## [Given passage]
[BEGIN]
Hotels outside Hong Kong’s flashy areas should avoid the rush to convert to offices, Colliers says
Eight hotels are converting to office space – or taking steps to make it an option. But while eye-watering office rents are tempting, Colliers says hotel owners outside ‘core’ areas could regret converting and miss out on a big wave of tourists headed this way.
Tempted by soaring rents, some of Hong Kong’s hotel owners in upscale areas are converting their properties into office space. But one analyst is warning against a greed stampede.
Eight hotels are now being refurbished, redeveloped or on the drawing board for the shift, representing more than 2,000 hotel rooms, according to a Colliers International report released on Wednesday.
Seven of them are located in what the Hong Kong government calls “core” areas -- Sheung Wan, Central, Wan Chai, Causeway Bay and Tsim Sha Tsui -- which are upscale and appeal to businesses. Central especially stands out -- it is the world’s most expensive office address. The exception is one hotel being considered for conversion in North Point.
The properties could rake in more in office rent than what they fetch for hotel rooms.
But hotels in “non-core” areas -- where office rents are lower -- could miss out on an expected run-up in tourist arrivals if they convert, a misstep that occurred in 2009 when a similar hotel-to-office rush left some hotel owners worse off, Colliers said.
“The move to convert into office space is driven by soaring office prices and rents in core locations due to a long-term shortage of office supply, together with high demand,” Colliers said.
Of the eight hotels, four have already begun converting or are knocking down their property to make way for redevelopment: Hotel LKF by Rhombus in Central, which has 95 rooms in 92,460 square feet, is being converted for use by WeWork. 338 Apartment in Central is being reworked for small businesses. King’s Hotel in Wan Chai will be remade into standard offices. And J Plus Hotel has already been torn down to be redeveloped into offices.
In addition, the Hotel Excelsior and Crowne Plaza in Causeway Bay have been given green lights to convert by the government.
Meanwhile, the owner of two other hotels has submitted applications to the Buildings Departmentfor permission to convert, but the owner is waiting to decide whether to move ahead.
These owners of hotels in core areas can gain from an office market that is “exceptionally good at this moment,” Colliers said.
[END]
## [Listed records]
[BEGIN]
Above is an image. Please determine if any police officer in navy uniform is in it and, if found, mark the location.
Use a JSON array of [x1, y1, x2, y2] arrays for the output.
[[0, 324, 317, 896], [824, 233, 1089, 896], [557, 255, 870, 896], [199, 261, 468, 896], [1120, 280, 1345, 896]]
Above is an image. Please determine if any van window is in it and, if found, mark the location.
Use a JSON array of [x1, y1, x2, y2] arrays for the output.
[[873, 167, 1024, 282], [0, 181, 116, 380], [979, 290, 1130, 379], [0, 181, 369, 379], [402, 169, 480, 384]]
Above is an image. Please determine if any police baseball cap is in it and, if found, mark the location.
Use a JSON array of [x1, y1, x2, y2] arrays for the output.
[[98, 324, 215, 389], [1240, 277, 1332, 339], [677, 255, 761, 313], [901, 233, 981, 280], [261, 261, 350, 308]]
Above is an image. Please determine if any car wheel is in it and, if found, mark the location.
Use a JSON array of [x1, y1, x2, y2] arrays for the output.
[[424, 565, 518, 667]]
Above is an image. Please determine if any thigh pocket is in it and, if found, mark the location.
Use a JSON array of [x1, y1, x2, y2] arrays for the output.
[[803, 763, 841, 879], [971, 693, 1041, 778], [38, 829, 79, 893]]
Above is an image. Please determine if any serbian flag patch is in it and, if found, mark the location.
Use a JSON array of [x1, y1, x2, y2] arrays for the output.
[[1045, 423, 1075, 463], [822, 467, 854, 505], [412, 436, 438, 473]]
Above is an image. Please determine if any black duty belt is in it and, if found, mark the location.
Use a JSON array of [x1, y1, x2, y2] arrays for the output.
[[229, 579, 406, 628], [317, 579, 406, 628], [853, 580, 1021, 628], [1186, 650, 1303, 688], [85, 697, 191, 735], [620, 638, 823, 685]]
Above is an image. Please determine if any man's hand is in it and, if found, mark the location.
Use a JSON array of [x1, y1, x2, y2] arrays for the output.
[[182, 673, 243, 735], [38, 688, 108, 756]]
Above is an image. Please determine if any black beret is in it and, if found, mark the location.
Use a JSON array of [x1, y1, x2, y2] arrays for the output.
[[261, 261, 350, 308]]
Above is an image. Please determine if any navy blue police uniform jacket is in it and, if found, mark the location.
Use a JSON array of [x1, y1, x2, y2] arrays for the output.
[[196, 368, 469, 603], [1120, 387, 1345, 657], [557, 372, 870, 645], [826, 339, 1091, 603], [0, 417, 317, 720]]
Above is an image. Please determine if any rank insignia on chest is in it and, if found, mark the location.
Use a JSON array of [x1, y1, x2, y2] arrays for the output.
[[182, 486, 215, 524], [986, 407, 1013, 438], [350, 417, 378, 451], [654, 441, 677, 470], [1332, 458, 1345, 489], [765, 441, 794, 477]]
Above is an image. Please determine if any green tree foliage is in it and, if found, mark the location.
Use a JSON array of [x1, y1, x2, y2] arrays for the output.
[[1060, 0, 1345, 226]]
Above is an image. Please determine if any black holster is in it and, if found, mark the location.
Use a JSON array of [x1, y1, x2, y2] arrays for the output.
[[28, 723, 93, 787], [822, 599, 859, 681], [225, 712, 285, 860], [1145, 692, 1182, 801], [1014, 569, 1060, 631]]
[END]
## [Work instructions]
**1.** Answer from the article on Hong Kong hotel-to-office conversions:
(a) How many hotel rooms do the eight hotels represent in total?
(b) In which area is the one hotel located that lies outside the government's "core" areas?
(c) How many rooms does Hotel LKF by Rhombus have, and for whose use is it being converted?
**2.** Extend the article on Hong Kong hotel-to-office conversions, beginning right after its final sentence.

## [Expected answers]
**1.**
(a) More than 2,000 hotel rooms.
(b) North Point.
(c) 95 rooms; it is being converted for use by WeWork.

**2.**
Hong Kong assigns offices grades, with Grade A being the choicest, with spacious, luxury lobbies, lifts and professional management.
Less swanky Grade B offices in Central charge about HK$60 per square foot a month. That is a 20 per cent higher annual return than a medium-pricedhotel in Central offering rooms at HK$1,500 (about US$190) per room per night would fetch, Colliers International said.
But hotels in non-core areas that “respond too quickly” and rush to convert to offices could be sorely disappointed, said Hannah Jeong, senior director of valuation and advisory in Asia at Colliers.
“Mid-tariff hotels in non-core areas, such as Kowloon East’s three-star hotels that charge HK$500 to HK$800 [about US$64 to US$102] per night, can earn 15 per cent higher return than [they could fetch for] grade B office [space] that asks for about HK$30 per square foot [in the same area],” Jeong said.
She noted that Hong Kong’s tourism market is recovering , with rising tourist arrivals and rapidly expanding government infrastructure.
“The number of overnight visitors to Hong Kong should grow at an annual rate of 7 per cent, reaching 36.6 million by 2021, up from 27.88 million in 2017,” Jeong wrote.
The average length of stay of overnight visitors was 3.2 nights last year, according to the Hong Kong Tourism Board.
The growth in tourist visits is likely to be driven mostly by millennials and the emerging middle class in mainland China, with medium-priced hotels in high demand, according to the report.
“As a result, the analysis shows that the demand for medium-tariff hotels should outstrip supply by 21.5 per cent by 2021.”
A similar rush to convert hotel properties happened in 2009.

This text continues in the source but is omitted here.